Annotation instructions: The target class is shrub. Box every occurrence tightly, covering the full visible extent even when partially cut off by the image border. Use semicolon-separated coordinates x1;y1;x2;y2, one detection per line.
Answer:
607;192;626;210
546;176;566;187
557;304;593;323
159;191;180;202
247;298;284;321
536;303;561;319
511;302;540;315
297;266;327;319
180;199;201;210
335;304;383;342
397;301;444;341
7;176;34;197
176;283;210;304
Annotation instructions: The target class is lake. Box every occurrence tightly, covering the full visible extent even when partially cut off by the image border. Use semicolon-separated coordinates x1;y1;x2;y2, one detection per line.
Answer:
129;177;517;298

____________

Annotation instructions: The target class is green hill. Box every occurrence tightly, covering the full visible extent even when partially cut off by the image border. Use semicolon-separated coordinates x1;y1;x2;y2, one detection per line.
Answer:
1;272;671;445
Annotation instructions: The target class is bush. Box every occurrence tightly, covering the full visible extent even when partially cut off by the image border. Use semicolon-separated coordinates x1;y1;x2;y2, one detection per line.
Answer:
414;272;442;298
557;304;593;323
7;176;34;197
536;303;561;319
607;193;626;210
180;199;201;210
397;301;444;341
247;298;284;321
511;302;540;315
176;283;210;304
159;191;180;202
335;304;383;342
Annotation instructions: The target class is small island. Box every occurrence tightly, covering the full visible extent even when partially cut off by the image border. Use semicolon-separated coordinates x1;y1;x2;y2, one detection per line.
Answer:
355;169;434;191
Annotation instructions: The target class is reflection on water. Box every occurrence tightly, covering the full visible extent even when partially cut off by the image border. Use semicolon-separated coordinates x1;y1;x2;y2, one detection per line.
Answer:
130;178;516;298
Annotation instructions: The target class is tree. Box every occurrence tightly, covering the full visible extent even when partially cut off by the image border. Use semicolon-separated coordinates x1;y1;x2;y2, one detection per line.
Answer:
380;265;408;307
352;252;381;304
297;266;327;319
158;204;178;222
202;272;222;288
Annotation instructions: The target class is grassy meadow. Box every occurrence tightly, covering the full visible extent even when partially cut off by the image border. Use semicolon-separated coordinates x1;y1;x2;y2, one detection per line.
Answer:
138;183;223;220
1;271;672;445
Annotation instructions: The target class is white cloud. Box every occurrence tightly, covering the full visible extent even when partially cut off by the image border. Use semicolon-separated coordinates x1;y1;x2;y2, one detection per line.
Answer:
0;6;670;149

____________

What is being asked: Above is a listing; print exactly its lines from the one with "Annotation instructions: The target class is reflection" through the one with "Annotation instructions: The target class is grassy", and no other lines.

Exercise response:
Annotation instructions: The target class is reflection on water. Box every occurrence tightly, covering the full visible extent even when partially cut off by the image border. Use semicolon-separated coordinates x1;y1;x2;y2, one detection per line.
Answer:
130;178;516;298
Annotation instructions: The target class is tree. Box every occurrence tightly, covering the full visible extent even when partially cut off by the image border. Use semicolon-separated coordinates x1;y1;x2;y2, one detection per line.
Answer:
380;265;408;307
352;252;381;304
297;266;327;319
158;204;178;222
202;272;222;288
Annotation instructions: The target class is grassy meadow. Box every occurrence tightly, covering the full visible extent even when partially cut off by the image border. Use semicolon-separated coordinates x1;y1;x2;y2, one detection per line.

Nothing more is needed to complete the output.